Brief – Can you continue the post on public trust in government and spending cuts, picking up after its final sentence?

Provided text –
Tyler Cowan makes an interesting point -- countries have had success in cutting spending when the public trusts the government:
The received wisdom in the United States is that deep spending cuts are politically impossible. But a number of economically advanced countries, including Sweden, Finland, Canada and, most recently, Ireland, have cut their government budgets when needed.
Most relevant, perhaps, is Canada, which cut federal government spending by about 20 percent from 1992 to 1997. The Liberal Party, headed by Jean Chrétien as prime minister and Paul Martin as finance minister, led most of this shift. Prompted by the financial debacle in Mexico, Canadian leaders had the courage and the foresight to make those spending cuts before a fiscal crisis was upon them. In his book “In the Long Run We’re All Dead: The Canadian Turn to Fiscal Restraint,” Timothy Lewis describes Canada’s move from fiscal irresponsibility to a balanced budget — a history that helps explain why the country has managed the current global recession relatively well.
To be sure, the spending cuts meant fewer government services, most of all for health care, and big cuts in agricultural subsidies. But Canada remained a highly humane society, and American liberals continue to cite it as a beacon of progressive values.
Counterintuitively, the relatively strong Canadian trust in government may have paved the way for government spending cuts, a pattern that also appears in Scandinavia. Citizens were told by their government leadership that such cuts were necessary and, to some extent, they trusted the messenger.
Coincidentally, a new Pew poll shows that American distrust of government has reached a new high. The conservative line holds that this is an ideological reaction to President Obama's socialistic agenda, one that will result in a conservative backlash that will limit the size of government. (See Bill Kristol spouting this most recently here.)

(Records excerpted from a collection)

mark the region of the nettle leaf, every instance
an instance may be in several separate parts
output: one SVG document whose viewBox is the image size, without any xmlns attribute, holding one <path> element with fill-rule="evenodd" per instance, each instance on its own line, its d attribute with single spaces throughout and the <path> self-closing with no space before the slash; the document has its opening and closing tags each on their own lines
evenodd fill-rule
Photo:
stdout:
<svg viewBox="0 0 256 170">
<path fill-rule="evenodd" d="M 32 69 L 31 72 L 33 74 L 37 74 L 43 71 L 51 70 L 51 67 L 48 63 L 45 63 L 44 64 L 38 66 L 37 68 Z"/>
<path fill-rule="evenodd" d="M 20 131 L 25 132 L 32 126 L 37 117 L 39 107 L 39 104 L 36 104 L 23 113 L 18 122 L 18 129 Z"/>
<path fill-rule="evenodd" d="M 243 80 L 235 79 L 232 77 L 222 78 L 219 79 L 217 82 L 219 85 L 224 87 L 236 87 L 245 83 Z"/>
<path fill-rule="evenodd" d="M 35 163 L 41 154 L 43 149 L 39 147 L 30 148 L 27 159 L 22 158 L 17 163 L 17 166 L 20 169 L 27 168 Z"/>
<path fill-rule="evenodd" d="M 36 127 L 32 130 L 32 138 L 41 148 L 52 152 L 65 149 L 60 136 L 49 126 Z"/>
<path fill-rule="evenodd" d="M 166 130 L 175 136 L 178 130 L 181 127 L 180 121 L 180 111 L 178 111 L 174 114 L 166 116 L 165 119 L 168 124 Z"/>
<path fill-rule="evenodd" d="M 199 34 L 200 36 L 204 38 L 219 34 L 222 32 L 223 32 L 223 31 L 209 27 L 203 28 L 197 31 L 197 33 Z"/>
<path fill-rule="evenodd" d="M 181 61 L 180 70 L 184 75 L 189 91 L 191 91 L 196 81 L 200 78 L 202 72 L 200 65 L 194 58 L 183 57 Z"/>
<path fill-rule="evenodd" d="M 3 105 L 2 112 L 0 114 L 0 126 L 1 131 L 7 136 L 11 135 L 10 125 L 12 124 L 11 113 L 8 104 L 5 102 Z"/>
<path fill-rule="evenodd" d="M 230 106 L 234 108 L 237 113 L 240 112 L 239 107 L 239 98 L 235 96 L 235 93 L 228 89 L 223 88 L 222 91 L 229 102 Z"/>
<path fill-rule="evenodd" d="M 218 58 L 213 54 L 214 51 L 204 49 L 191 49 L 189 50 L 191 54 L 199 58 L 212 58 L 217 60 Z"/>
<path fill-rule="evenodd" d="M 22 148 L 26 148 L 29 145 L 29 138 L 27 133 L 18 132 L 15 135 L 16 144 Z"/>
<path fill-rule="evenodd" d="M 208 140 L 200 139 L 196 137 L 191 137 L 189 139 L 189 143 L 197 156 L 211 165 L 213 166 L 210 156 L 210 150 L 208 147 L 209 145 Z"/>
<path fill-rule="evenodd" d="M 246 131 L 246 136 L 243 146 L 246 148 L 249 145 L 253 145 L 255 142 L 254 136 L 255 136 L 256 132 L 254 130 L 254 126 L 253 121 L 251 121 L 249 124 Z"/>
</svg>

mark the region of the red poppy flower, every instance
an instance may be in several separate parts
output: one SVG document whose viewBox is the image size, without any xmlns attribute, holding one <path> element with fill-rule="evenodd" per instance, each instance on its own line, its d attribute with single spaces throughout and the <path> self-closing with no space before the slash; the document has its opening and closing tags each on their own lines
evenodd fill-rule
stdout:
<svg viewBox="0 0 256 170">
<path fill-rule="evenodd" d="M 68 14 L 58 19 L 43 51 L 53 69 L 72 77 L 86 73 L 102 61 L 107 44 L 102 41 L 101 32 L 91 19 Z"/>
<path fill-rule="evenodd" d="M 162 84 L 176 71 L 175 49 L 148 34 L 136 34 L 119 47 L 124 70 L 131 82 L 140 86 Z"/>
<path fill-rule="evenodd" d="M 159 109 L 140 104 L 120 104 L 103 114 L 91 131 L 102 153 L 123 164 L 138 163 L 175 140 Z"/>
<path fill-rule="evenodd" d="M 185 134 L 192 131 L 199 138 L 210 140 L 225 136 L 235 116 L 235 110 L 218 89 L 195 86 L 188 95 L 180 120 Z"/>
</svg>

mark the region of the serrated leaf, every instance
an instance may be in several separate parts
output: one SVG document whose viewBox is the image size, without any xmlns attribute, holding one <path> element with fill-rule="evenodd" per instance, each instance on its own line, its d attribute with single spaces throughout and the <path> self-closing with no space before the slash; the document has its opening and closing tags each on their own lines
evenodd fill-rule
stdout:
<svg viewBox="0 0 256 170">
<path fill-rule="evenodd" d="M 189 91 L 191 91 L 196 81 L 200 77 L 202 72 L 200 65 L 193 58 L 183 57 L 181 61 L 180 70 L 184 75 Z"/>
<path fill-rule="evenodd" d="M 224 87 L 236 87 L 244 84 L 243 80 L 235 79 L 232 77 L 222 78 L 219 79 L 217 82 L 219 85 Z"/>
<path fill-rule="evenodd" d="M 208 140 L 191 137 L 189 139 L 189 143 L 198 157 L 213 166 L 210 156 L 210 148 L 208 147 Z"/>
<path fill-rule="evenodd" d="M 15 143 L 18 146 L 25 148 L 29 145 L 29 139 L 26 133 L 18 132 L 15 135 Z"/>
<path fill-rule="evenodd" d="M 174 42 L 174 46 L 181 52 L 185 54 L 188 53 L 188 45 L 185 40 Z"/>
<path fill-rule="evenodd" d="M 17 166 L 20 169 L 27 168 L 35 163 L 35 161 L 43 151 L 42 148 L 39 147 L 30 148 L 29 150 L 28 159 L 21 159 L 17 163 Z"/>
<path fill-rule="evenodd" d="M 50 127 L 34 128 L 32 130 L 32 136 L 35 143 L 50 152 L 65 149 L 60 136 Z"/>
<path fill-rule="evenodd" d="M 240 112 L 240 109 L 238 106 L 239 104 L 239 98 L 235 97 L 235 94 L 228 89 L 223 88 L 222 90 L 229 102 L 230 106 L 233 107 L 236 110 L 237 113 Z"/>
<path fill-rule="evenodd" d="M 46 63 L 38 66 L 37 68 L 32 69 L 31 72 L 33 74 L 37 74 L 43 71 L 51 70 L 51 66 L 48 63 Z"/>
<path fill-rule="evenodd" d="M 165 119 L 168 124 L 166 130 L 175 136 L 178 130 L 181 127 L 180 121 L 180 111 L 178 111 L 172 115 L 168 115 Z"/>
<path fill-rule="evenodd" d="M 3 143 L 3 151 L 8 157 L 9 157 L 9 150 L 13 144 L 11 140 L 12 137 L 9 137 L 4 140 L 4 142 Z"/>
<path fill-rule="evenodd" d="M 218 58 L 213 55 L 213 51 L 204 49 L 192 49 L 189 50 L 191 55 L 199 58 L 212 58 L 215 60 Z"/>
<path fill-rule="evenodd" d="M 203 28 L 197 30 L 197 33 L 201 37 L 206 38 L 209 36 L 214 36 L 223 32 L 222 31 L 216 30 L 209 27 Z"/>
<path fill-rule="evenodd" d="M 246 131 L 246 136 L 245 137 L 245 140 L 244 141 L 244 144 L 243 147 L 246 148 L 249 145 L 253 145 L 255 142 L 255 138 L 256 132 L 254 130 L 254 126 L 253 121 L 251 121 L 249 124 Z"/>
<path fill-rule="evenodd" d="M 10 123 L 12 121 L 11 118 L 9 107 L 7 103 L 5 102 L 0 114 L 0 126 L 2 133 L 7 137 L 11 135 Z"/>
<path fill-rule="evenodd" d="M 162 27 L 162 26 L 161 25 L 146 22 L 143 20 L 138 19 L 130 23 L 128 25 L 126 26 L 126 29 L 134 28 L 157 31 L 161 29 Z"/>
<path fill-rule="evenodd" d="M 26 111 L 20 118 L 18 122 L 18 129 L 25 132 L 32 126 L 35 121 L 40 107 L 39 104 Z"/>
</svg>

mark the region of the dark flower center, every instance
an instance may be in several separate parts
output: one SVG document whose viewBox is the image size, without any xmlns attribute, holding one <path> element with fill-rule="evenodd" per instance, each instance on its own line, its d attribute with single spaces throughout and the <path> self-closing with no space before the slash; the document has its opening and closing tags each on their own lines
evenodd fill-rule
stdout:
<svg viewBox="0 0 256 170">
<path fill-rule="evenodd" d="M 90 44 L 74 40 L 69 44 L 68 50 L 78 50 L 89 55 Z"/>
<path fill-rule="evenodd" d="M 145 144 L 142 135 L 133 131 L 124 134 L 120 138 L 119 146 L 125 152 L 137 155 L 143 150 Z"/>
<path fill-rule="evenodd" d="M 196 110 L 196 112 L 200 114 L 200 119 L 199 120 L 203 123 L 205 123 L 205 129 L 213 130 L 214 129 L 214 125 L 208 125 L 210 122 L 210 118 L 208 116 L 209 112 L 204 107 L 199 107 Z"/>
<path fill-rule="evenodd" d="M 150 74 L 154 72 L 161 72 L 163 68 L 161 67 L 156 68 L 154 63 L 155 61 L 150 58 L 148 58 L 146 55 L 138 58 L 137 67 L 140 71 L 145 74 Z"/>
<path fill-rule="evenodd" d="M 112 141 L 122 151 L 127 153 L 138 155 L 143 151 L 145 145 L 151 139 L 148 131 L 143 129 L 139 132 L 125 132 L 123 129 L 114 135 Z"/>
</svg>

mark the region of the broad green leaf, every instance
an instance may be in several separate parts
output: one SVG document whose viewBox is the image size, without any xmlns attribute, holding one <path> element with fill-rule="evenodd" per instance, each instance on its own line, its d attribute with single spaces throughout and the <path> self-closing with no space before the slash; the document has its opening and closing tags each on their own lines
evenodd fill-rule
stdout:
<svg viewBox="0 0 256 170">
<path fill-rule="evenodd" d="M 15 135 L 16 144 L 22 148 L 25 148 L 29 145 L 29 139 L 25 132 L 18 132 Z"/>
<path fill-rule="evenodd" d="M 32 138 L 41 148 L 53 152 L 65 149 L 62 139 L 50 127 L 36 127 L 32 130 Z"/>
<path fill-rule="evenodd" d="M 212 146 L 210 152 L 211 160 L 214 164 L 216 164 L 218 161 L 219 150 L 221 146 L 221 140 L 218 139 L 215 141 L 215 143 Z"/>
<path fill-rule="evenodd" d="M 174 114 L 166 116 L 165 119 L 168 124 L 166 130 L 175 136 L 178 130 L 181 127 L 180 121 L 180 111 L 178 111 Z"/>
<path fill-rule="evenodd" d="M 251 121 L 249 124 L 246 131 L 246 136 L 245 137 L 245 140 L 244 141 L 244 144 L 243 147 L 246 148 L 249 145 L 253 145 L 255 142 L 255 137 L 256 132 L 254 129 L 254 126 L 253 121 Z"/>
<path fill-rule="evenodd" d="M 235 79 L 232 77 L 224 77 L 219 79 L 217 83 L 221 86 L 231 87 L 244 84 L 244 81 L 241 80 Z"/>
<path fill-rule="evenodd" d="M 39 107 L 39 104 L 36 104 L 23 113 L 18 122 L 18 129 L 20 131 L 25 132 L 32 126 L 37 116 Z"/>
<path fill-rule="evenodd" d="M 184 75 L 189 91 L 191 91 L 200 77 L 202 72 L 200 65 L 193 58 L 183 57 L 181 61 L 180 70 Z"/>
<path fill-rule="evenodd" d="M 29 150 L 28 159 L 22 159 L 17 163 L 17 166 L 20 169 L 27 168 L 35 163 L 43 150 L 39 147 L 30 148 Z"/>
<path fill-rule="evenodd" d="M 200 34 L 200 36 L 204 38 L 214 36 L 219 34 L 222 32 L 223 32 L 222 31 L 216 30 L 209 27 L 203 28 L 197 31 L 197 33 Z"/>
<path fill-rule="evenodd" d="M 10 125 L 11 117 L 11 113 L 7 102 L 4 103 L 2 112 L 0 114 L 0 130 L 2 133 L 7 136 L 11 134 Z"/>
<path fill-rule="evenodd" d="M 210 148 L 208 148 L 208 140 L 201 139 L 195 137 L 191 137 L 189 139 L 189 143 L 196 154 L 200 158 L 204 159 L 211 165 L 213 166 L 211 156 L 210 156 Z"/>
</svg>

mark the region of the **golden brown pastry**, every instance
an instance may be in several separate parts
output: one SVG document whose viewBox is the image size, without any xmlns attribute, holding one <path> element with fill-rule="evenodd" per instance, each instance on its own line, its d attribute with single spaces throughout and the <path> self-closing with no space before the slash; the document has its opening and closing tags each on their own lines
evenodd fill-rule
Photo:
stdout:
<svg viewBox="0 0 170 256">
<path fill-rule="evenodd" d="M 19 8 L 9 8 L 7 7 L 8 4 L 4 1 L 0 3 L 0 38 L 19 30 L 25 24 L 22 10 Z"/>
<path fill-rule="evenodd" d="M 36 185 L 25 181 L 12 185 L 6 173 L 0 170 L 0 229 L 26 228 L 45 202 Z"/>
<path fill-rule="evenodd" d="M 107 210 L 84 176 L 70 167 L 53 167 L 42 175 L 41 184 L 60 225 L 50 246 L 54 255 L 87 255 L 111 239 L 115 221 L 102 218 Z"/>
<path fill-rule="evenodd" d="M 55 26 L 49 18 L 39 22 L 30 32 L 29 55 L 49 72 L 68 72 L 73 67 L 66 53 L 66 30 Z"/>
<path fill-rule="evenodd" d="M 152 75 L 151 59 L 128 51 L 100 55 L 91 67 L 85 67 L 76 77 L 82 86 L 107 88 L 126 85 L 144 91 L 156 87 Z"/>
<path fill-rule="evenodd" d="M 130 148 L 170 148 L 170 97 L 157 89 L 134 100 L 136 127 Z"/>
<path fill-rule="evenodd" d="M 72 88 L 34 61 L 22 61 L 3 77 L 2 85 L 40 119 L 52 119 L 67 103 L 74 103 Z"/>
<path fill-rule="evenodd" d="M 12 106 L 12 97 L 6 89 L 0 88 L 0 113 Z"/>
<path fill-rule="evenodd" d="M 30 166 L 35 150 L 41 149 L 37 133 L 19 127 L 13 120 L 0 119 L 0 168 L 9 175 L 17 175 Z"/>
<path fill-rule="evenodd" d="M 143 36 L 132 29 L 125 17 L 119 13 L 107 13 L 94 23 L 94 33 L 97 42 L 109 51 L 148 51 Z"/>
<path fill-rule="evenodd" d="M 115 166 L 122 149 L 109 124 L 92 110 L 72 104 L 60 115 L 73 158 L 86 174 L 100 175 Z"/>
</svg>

Answer to this task –
But this analysis gets both the cause and the result of public discontent wrong. First, the cause. Americans have generally grown more distrustful of government since the Vietnam war and Watergate. However, the trend is far from linear, and it correlates pretty strongly with economic conditions. Derek Thompson has a chart here:
Note that massive rise in trust during the 1990s, which corresponded with an economic boom. Conservatives always convince themselves that any positive turn in their political fortunes must result from Americans awakening from their misguided and flukish embrace of Democrats and embracing their small-government roots. The truth is that Americans may oppose spending in the abstract but they favor it in almost every particular. Indeed, one of the Republicans' most powerful attacks on Obama was the charge that he'd cut Medicare, which explains why Kristol has been urging his party to undo Obama's Medicare cuts.
Distrust of government makes Americans distrust everything people in governemnt say or do, including cut spending, which -- with the exception of a few programs seen to help "others," like welfare and foreign aid -- tends to be wildly unpopular. Democratic control of government during an economic crisis has indeed made the party's favorability sink to GOP-esque levels:
But this will hardly help Republicans carry out a small government agenda if and when they take power as a result. If they try, they will probably run into the same buzzsaw that destroyed them in 1995. Or else, like the Bush-era GOP, they'll use their power to tilt the burden and benefits of government in favor of the rich and powerful without really shrinking the size of government.